● **TEXTO FUENTE**
Dejo de reconocerme cuando celebro ciertas libertades que antaño se consideraban pecaminosas, contranatura e incluso delictivas: canal pus, “el jueves”, Bertrand Russell… ¿qué es eso de la educación? ¿lo es “para toda la vida”? ¿nos “marca”, afecta a nuestra personalidad? ¿no será simple folclore? ¿qué etiquetas que ahora usamos serán consideradas trasnochadas cuando nuestros hijos lleven las riendas de la sociedad?

Pero siendo pragmático, lo que me preocupa es que si quiero a mi hijo sumiso y obediente para que se adapte más fácilmente al ganapia que le toque como jefe, o a su pareja deseosa de succionarle hasta su último aliento, ¿debo ser cruel, autoritario y estricto o, más bien lo contrario, permisivo, cariñoso, complaciente?

● **TAREA 1**
Resume en dos oraciones el texto sobre la educación.
● **TAREA 2**
Contesta estas preguntas sobre el texto sobre la educación:
(a) ¿Cómo se consideraban antaño ciertas libertades que hoy se celebran?
(b) ¿A quién podría tener que adaptarse el hijo, además de a su pareja?
(c) ¿Qué tres actitudes se plantean como lo contrario de ser cruel, autoritario y estricto?
● **TAREA 3**
Copia sin cambios el fragmento del texto sobre la educación que va desde "Pero siendo pragmático, lo" hasta "permisivo, cariñoso, complaciente?".

[Entradas de datos guardadas]

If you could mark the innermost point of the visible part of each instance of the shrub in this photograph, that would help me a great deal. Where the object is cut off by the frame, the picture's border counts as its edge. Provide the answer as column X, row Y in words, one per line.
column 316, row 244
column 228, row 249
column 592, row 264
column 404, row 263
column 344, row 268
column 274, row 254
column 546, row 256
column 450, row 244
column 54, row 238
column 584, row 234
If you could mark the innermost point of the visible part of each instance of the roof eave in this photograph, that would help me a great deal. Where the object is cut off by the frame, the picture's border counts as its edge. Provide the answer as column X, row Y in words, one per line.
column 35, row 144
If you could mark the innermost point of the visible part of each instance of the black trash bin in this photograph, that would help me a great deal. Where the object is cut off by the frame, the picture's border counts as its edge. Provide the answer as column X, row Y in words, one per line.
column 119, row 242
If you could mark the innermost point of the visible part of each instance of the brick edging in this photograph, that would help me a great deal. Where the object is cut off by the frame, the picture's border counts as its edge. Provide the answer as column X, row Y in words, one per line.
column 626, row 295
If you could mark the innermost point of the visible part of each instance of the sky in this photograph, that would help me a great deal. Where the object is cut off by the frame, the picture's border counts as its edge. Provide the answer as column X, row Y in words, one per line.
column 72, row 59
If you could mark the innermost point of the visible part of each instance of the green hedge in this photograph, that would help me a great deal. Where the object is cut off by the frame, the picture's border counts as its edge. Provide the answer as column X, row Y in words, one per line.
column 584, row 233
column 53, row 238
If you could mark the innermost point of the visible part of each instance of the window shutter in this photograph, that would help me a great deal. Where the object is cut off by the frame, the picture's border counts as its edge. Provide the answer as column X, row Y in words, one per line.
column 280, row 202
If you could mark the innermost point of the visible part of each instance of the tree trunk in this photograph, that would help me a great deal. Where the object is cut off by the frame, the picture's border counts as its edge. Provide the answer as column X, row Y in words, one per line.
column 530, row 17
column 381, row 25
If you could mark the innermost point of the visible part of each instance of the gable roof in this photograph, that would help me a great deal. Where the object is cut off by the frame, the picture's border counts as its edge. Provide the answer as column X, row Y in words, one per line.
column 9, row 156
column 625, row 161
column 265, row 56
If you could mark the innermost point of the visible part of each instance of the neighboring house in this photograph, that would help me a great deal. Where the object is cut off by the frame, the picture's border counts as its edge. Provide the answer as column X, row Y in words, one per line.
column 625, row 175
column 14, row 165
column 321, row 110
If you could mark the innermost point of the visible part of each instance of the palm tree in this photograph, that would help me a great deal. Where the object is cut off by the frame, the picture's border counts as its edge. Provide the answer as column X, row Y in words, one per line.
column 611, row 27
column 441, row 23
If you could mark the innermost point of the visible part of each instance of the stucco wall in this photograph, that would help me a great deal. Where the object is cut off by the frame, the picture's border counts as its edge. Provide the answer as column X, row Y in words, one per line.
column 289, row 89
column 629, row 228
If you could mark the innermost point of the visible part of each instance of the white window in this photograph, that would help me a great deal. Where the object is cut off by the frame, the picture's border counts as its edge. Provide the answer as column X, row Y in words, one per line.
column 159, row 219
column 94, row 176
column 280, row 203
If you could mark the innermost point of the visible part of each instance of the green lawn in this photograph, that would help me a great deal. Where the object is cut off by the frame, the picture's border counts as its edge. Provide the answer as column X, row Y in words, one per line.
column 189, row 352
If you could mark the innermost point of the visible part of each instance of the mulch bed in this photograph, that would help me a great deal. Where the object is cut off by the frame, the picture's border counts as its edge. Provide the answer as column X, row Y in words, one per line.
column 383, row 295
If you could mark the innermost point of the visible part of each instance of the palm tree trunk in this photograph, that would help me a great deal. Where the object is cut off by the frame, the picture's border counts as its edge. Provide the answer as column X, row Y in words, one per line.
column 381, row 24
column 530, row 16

● **RESPUESTA 1**
Quien escribe se pregunta qué es la educación, si es para toda la vida, si afecta a la personalidad y qué etiquetas actuales se considerarán trasnochadas cuando los hijos lleven las riendas de la sociedad. En un plano práctico, le preocupa si, para tener un hijo sumiso y obediente, debe ser cruel, autoritario y estricto o, al contrario, permisivo, cariñoso y complaciente.

● **RESPUESTA 2**
(a) Pecaminosas, contranatura e incluso delictivas.
(b) Al ganapia que le toque como jefe.
(c) Permisivo, cariñoso y complaciente.

● **RESPUESTA 3**
Pero siendo pragmático, lo que me preocupa es que si quiero a mi hijo sumiso y obediente para que se adapte más fácilmente al ganapia que le toque como jefe, o a su pareja deseosa de succionarle hasta su último aliento, ¿debo ser cruel, autoritario y estricto o, más bien lo contrario, permisivo, cariñoso, complaciente?